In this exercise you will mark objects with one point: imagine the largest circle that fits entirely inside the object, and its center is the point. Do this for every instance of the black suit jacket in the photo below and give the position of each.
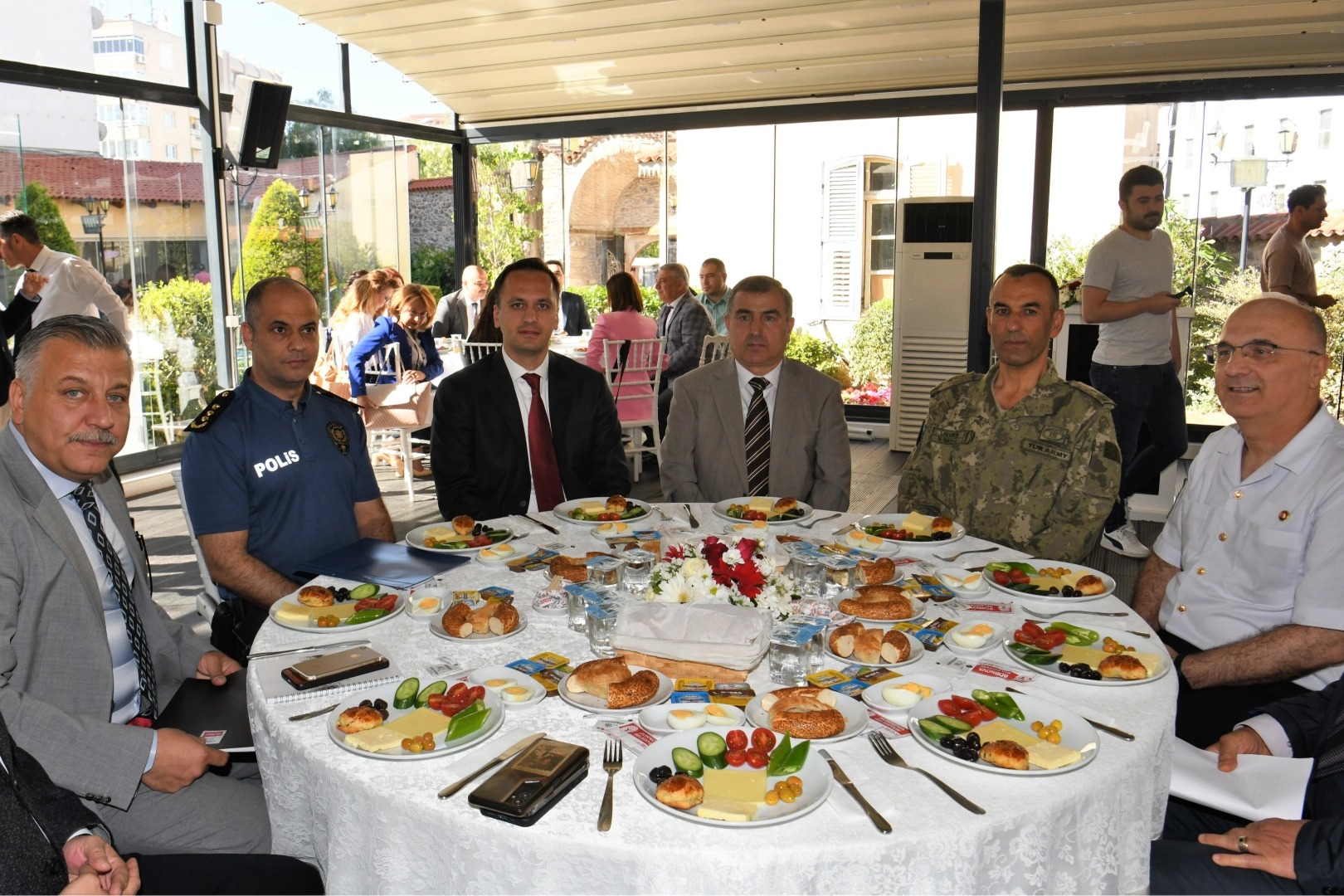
(30, 805)
(479, 444)
(1319, 856)
(12, 319)
(576, 314)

*PROBLEM TO WORK ON*
Find every line in the entries above that contains the string "black", treating uppercase and lowercase as different, and copy each such line in full.

*RESULT*
In this exercise you will mark objects with one point: imagine the largest circle that fits entirely inside the object, and its center is the point. Do this for every instance of the black suit jacket in the photo below and give the position of each.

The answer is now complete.